### À FAIRE:
1. Répondez à ces questions sur le texte à étudier :
(a) En quelle année Arnaud Viviant a-t-il vu « Clem » pour la première fois ?
(b) De quelle association féministe était-elle alors coprésidente ?
(c) À qui la mère de Clémentine a-t-elle lancé un verre entier à la figure ?
2. Quelles sont toutes les actions que le texte à étudier énumère juste après « Il y a un temps pour tout » ?

### TEXTE À ÉTUDIER:
○ ○ ○ ○ ○
L’écrivain et critique littéraire Arnaud Viviant, son ami de vingt ans, se souvient encore de la première fois qu’il a vu « Clem », en 1998, alors coprésidente de l’association féministe Mix-Cité, sur le plateau de l’émission Arrêt sur images, dont il était chroniqueur. « Ça a été un choc. Cette tête de Jeanne d’Arc de Falconetti *, ses yeux bleu lavande qui donnent l’impression de sortir de chez le teinturier ! Elle parlait avec ce ton pincé un peu sévère, mais empli de douceur et de drôlerie sous-jacente. Elle avait déjà ce côté passionaria, pour moi, c’est notre première féministe moderne. Mais, j’ai toujours vu derrière son masque, j’aime deviner chez l’autre sa partie moins rangée ! » 

Il y a un temps pour tout, ranger les photos de sa mère dans une malle au sous-sol, fuir, pardonner, se réconcilier. Aujourd’hui, Clémentine ose assumer les ressemblances. « Je suis une femme publique comme elle l’était. On partage le même goût de la liberté, son féminisme à elle était plus intuitif, moins intellectualisé. C’était une trotskiste, mais mon engagement politique vient plutôt de ma famille paternelle. J’ai aussi hérité du même culot qu’elle ! Un jour, ma mère a eu le toupet de balancer un verre entier à la figure d’Alain Delon, après qu’il eut fait une réflexion sexiste », raconte-t-elle, avec un brin de fierté. « Il y a une part d’artiste en Clem aussi, ajoute Arnaud Viviant. Ensemble, on parle énormément de littérature. Au fond d’elle, je pense qu’elle aurait rêvé d’être écrivaine, même si la politique est sa passion. »
○ ○ ○ ○ ○
### DONNÉES SOURCES:
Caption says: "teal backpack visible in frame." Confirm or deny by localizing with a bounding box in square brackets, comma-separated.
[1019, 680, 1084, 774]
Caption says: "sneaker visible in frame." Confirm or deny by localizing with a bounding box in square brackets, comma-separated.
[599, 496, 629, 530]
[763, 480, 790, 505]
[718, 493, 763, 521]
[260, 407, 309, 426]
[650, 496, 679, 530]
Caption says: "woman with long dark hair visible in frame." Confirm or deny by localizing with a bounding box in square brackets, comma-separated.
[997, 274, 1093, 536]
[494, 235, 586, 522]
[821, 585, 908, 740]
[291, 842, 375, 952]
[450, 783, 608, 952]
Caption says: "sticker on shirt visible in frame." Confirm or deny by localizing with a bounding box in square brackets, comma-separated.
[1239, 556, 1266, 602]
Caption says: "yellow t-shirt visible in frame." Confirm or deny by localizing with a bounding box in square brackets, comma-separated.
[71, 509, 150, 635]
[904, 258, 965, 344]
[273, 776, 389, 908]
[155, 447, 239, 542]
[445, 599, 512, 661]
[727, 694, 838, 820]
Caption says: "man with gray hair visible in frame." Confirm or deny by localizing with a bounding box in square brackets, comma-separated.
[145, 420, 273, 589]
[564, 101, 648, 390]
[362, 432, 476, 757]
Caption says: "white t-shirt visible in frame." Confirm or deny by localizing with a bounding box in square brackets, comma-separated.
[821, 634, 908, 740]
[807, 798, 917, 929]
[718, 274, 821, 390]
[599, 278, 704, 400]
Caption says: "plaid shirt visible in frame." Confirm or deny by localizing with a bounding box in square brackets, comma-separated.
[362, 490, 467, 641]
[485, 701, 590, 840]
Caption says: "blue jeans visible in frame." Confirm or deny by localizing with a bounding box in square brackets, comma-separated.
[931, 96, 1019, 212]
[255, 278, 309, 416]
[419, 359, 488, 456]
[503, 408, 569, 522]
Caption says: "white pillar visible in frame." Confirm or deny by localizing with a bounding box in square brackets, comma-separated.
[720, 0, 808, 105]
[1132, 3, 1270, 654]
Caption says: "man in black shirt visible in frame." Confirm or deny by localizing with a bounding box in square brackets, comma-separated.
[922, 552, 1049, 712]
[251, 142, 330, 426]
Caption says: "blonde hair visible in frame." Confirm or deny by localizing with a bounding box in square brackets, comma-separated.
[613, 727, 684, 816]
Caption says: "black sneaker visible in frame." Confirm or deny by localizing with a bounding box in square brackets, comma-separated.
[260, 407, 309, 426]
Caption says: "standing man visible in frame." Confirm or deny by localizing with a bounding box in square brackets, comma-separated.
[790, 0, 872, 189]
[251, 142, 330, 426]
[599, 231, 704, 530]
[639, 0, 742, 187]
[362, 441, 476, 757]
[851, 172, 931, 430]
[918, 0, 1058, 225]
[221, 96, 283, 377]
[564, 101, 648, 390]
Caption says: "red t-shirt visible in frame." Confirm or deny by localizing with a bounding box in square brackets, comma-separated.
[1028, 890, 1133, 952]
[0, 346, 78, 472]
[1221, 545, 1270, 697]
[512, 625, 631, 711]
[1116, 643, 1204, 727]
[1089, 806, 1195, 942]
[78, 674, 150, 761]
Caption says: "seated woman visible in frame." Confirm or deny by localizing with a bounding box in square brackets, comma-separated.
○ ○ ○ ○ ○
### RÉSULTATS OBTENUS:
1.
(a) En 1998.
(b) Mix-Cité.
(c) À Alain Delon.

2.
- ranger les photos de sa mère dans une malle au sous-sol
- fuir
- pardonner
- se réconcilier